(Tasks for this exercise):
(1) Rewrite the paragraph of the text about Iran's nuclear program that begins "The election of President Barack Obama" in shorter form, keeping its main facts.
(2) Copy the passage of the text about Iran's nuclear program that begins at the words "With the U.S." and stops after "of the crisis.".

(Text):
+++

The U.S. insists Iran is working to develop nuclear weapons.  Iran insists it is not.

With the U.S. engaged in three wars, the potential for a military strike on Iran may seem remote. But the threat of another military action is looming. Peace Action is closely following recent efforts by the U.S. and European allies to force Iran to stop enrichment of uranium it claims are not part of a nuclear weapons program.  Iran's President Ahmadinejad has said there is "no brake and no reverse gear" to Iran's nuclear program, setting in motion another round of sanctions and quashing hopes for a resumption of talks, the only path to a peaceful resolution of the crisis.

For four years now, Peace Action has been advocating for a diplomatic solution to the conflict over Iran's alleged nuclear weapons program.  In 2007, the Bush administration dispatched two carrier groups to the Persian Gulf in what turned out to be nothing more than an exercise in saber rattling.  It is debatable whether or not that was all Bush intended, but the pressure generated by Peace Action put the Bush administration on notice, the American people did not support another war.

In May, 2008, war hawks in Congress introduced a resolution calling for stiffer sanctions and a naval blockade. In July, Peace Action organized a citizen lobby day in Washington where, joined by our allies, groups of local activists from our chapters and affiliates met directly with their Congressional delegations, presenting over 60,0000 petition signatures opposed to military actions against Iran  We prevailed and the resolution was rejected.

The election of President Barack Obama ushered in a new commitment to a diplomatic solution to the conflict.  But it's a solution that has evaded their less than impressive efforts. When Turkey and Brazil offered a plan almost identical to Western demands, the administration rejected it out of hand, offering a weak and unsatisfying explanation that killed the initiative without the benefit of further negotiation.

+++

(Entries shown):

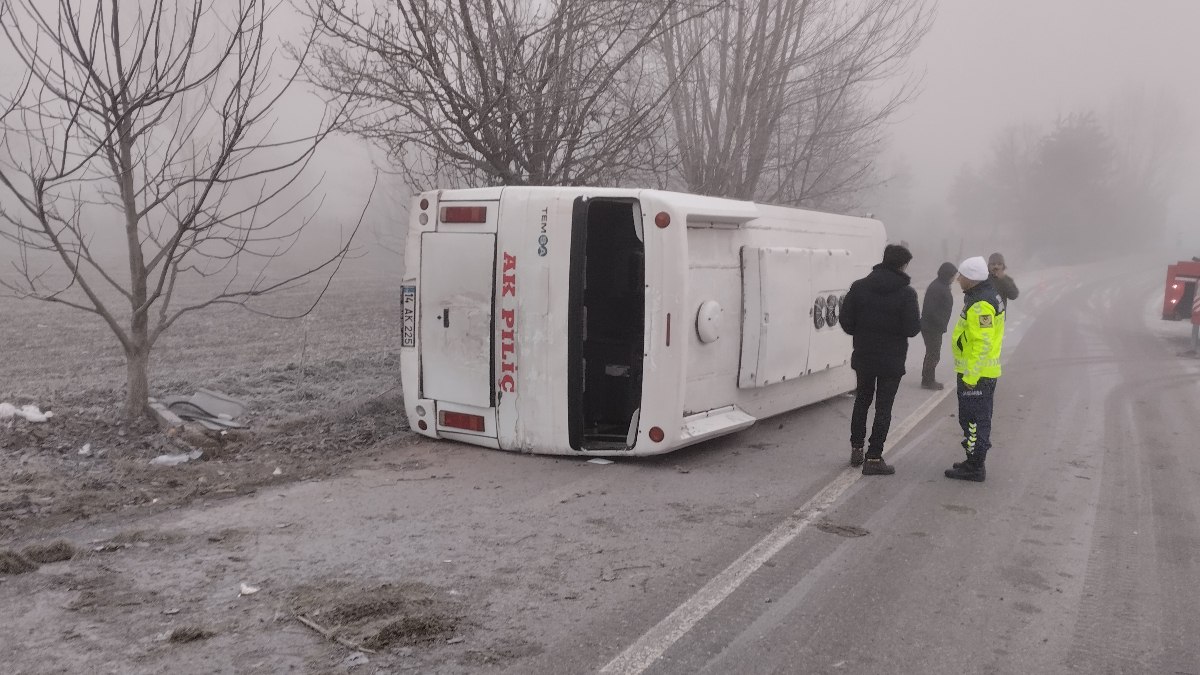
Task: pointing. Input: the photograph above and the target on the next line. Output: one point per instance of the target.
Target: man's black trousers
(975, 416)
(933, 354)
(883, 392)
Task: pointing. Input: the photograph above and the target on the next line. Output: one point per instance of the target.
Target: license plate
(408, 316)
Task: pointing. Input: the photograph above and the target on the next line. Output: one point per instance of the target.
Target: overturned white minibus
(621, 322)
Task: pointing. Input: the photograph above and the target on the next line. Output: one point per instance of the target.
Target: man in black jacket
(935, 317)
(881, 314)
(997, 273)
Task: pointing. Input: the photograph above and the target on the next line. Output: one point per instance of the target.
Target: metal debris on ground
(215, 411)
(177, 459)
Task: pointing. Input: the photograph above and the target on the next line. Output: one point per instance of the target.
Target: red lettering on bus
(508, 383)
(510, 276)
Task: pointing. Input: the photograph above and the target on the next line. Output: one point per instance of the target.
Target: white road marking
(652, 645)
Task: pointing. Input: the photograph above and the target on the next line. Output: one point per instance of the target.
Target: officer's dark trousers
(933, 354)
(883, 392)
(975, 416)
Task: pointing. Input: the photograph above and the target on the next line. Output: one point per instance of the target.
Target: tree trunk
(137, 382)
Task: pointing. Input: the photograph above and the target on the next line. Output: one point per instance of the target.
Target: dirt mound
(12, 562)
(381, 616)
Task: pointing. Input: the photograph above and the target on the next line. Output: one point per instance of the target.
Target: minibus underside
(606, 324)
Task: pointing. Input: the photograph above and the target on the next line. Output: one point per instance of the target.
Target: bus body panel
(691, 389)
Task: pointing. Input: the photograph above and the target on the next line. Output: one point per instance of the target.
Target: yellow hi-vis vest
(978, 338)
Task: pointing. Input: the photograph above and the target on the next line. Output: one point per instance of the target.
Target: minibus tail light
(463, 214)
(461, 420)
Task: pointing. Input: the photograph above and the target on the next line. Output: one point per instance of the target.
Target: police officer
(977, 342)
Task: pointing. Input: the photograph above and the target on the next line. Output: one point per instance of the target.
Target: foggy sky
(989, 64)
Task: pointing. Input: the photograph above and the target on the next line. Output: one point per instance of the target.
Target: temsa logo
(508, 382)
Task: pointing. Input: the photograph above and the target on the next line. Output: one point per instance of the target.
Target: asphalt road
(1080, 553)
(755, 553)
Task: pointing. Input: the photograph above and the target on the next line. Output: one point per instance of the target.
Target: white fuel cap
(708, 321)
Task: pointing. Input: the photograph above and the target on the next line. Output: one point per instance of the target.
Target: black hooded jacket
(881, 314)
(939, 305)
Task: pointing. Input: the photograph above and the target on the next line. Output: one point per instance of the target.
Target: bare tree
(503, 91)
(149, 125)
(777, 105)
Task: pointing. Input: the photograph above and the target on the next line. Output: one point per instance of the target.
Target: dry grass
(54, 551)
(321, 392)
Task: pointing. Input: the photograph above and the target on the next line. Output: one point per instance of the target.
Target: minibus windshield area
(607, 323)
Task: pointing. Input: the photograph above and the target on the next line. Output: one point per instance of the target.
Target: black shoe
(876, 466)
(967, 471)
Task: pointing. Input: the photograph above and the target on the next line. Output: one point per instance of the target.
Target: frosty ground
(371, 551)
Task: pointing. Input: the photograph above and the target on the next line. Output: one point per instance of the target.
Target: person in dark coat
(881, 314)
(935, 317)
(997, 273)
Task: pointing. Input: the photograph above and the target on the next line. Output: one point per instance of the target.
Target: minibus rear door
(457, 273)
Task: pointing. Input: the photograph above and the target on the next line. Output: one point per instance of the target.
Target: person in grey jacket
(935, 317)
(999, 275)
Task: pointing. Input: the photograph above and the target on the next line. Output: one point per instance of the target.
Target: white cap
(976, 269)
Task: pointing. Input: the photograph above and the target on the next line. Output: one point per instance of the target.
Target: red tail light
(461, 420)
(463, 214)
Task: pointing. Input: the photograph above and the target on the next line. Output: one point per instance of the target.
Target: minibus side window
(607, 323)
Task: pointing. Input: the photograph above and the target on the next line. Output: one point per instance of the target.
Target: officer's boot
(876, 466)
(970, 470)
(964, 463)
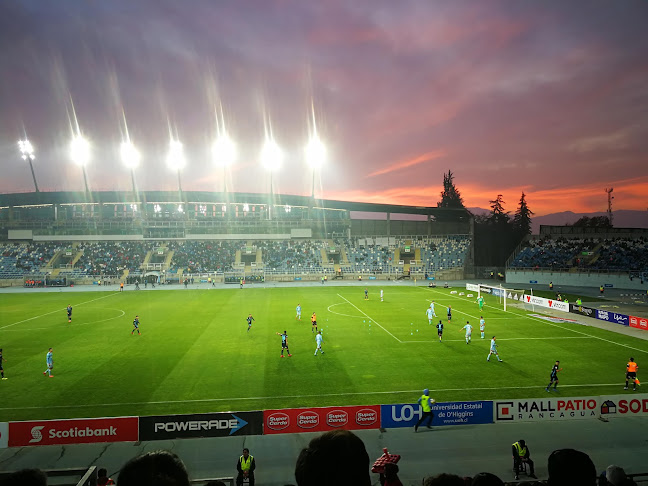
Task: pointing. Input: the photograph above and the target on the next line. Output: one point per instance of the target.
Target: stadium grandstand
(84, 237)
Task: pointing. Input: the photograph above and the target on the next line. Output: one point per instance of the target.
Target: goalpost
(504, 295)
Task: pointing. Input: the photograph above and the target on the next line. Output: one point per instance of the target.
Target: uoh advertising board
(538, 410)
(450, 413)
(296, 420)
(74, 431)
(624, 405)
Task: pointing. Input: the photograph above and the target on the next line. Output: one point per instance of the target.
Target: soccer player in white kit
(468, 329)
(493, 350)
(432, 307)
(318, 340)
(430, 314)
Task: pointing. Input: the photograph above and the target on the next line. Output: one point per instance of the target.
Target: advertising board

+++

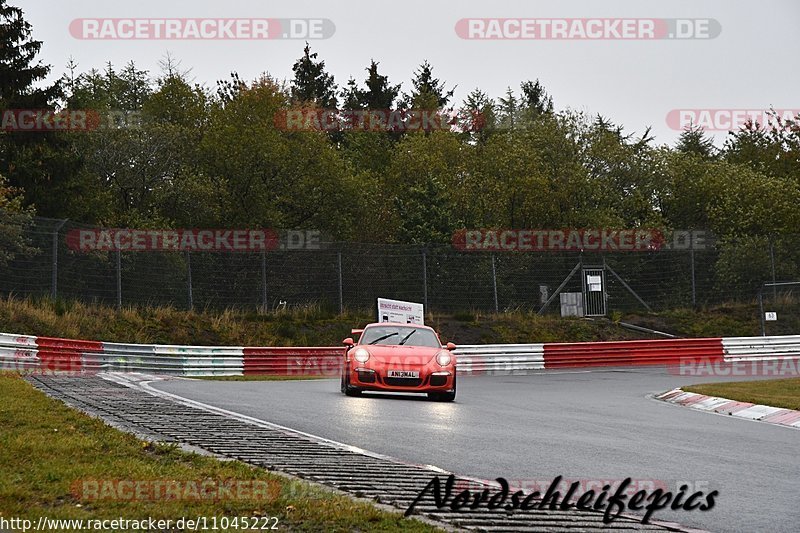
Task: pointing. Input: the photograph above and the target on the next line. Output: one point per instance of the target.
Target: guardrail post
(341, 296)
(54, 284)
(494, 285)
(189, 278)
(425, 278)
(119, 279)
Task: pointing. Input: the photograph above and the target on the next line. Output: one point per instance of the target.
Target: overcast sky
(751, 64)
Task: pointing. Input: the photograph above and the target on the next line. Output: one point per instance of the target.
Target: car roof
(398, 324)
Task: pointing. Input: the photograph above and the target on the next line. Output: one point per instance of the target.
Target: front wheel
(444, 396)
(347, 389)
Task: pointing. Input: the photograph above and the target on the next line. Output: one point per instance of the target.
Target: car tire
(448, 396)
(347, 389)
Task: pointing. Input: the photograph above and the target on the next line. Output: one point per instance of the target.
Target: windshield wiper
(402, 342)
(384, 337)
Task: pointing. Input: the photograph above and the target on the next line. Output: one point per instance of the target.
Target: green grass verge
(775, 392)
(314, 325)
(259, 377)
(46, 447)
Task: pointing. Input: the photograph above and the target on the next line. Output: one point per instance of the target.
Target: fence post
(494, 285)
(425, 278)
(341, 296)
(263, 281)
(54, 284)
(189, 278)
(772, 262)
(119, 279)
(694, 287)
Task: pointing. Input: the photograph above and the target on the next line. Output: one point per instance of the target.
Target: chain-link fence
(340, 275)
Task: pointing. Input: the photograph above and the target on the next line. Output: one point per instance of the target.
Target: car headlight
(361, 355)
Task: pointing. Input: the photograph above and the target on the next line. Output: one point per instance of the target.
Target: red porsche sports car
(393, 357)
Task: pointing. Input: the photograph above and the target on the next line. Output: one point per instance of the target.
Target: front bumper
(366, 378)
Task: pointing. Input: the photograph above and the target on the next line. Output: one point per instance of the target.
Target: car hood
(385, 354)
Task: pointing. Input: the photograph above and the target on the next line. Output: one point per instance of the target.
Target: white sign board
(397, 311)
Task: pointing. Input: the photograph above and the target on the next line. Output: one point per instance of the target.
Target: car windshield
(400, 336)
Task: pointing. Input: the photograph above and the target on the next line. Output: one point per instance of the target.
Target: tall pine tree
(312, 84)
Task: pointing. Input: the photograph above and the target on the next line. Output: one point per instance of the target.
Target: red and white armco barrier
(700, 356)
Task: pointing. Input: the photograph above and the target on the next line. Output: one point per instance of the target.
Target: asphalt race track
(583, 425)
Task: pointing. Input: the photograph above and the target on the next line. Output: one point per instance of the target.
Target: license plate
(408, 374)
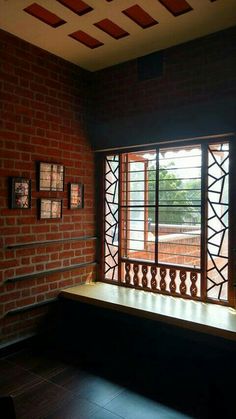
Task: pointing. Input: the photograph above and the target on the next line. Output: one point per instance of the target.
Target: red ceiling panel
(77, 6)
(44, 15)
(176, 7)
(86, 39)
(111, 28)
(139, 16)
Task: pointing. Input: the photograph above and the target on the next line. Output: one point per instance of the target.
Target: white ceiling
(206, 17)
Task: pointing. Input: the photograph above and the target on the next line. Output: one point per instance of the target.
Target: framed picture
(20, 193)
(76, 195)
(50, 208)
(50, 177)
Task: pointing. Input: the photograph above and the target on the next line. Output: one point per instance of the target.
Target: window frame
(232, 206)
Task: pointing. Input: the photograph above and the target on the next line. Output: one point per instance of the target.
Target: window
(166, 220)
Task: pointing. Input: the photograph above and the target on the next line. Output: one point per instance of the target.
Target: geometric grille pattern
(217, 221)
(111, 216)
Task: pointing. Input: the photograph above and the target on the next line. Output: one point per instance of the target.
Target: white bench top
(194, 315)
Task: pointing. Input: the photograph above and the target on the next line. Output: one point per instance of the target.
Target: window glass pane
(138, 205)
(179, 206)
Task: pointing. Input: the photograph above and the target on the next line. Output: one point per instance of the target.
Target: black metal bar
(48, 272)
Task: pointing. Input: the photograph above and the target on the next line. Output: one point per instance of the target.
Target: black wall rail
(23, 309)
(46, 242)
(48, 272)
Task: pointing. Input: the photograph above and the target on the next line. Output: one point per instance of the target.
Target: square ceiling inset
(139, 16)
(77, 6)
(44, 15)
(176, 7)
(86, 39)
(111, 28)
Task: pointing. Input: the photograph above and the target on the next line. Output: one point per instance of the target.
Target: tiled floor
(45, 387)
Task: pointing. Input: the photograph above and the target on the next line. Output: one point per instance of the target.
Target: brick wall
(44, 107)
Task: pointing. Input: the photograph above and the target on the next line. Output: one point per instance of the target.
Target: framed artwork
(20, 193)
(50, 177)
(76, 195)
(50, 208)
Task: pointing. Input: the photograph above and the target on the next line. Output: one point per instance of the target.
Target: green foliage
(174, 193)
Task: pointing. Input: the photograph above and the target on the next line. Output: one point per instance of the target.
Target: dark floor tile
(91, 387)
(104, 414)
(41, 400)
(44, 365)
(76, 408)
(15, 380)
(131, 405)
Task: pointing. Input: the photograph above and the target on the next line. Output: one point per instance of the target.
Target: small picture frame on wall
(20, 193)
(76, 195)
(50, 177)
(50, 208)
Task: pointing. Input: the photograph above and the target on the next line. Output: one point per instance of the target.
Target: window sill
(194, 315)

+++

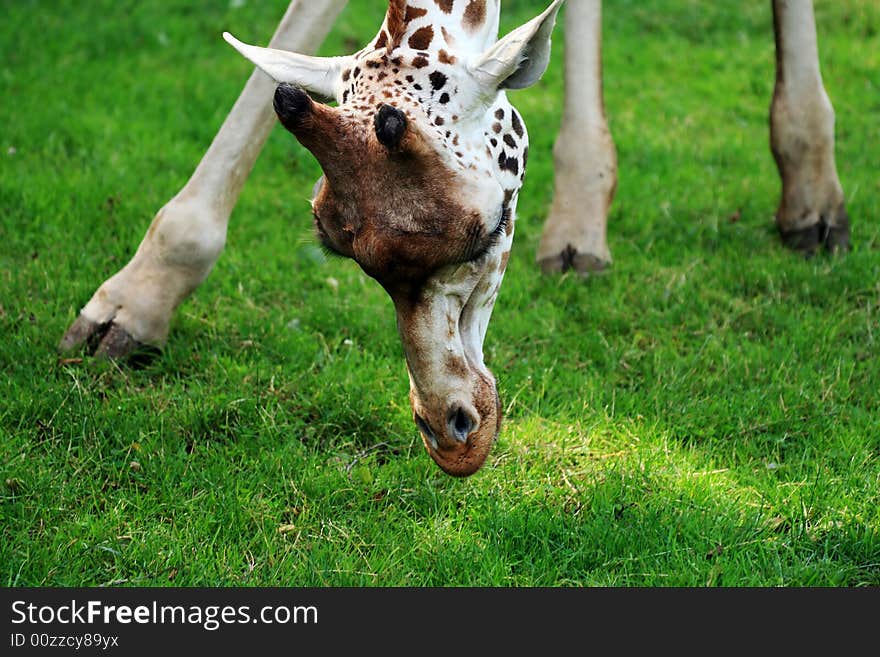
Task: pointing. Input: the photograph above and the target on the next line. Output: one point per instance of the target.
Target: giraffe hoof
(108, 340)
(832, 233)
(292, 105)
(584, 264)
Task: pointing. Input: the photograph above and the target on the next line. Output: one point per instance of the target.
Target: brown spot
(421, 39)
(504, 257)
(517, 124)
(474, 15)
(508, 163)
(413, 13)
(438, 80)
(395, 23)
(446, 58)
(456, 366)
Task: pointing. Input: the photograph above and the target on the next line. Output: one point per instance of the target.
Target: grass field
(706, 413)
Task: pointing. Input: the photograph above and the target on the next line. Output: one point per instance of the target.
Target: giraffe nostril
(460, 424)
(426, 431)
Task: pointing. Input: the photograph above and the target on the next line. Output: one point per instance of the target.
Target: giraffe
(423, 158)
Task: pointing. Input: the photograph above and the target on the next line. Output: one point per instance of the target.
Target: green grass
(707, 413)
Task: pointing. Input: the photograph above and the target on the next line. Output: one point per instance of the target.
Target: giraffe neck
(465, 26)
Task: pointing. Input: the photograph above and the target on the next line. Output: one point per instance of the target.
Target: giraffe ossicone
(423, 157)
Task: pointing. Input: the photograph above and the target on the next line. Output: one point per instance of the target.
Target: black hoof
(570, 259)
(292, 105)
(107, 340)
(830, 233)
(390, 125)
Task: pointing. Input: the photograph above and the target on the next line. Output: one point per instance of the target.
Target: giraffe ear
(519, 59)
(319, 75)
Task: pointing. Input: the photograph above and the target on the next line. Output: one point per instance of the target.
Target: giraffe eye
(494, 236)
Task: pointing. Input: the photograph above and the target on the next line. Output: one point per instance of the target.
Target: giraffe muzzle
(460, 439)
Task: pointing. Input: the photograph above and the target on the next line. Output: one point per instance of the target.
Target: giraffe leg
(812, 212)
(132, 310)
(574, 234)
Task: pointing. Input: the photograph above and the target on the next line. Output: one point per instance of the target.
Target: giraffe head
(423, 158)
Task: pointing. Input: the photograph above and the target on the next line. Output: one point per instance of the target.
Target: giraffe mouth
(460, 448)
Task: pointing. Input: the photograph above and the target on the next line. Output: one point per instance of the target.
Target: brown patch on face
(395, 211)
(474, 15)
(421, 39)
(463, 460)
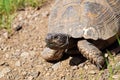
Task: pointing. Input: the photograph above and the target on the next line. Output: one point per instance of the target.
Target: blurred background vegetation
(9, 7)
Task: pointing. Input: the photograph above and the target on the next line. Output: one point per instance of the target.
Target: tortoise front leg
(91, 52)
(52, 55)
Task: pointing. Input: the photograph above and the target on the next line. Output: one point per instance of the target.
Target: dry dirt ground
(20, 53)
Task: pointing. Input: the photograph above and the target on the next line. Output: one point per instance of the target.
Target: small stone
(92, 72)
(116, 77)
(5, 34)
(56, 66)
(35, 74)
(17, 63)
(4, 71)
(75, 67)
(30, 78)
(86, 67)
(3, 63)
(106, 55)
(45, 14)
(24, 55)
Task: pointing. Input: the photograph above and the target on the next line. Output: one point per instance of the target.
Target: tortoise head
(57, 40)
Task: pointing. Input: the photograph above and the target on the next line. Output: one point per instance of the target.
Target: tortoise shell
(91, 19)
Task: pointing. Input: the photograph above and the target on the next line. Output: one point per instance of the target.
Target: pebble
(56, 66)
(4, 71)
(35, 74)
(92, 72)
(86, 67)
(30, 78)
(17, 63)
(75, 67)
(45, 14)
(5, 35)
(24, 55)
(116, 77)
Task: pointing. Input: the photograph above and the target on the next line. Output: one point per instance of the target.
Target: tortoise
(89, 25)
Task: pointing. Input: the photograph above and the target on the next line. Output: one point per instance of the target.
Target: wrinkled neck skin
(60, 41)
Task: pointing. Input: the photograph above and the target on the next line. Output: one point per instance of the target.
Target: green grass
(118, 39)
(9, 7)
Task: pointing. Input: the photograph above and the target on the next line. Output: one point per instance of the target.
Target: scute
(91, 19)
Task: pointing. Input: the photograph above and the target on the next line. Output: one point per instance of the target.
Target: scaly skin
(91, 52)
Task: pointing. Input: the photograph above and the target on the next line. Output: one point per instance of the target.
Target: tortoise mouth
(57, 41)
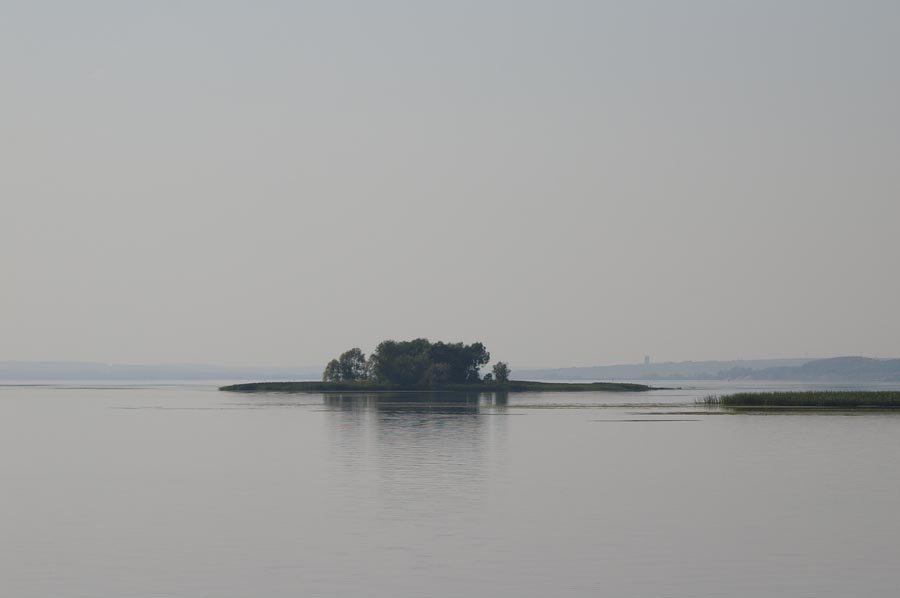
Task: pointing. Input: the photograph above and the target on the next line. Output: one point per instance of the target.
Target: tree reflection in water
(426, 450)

+++

(Exercise results):
(1) President Barack Obama's election brought a new commitment to a diplomatic solution, but the administration's less than impressive efforts have not reached one. When Turkey and Brazil offered a plan almost identical to Western demands, the administration rejected it out of hand. Its weak explanation killed the initiative without further negotiation.

(2)
With the U.S. engaged in three wars, the potential for a military strike on Iran may seem remote. But the threat of another military action is looming. Peace Action is closely following recent efforts by the U.S. and European allies to force Iran to stop enrichment of uranium it claims are not part of a nuclear weapons program.  Iran's President Ahmadinejad has said there is "no brake and no reverse gear" to Iran's nuclear program, setting in motion another round of sanctions and quashing hopes for a resumption of talks, the only path to a peaceful resolution of the crisis.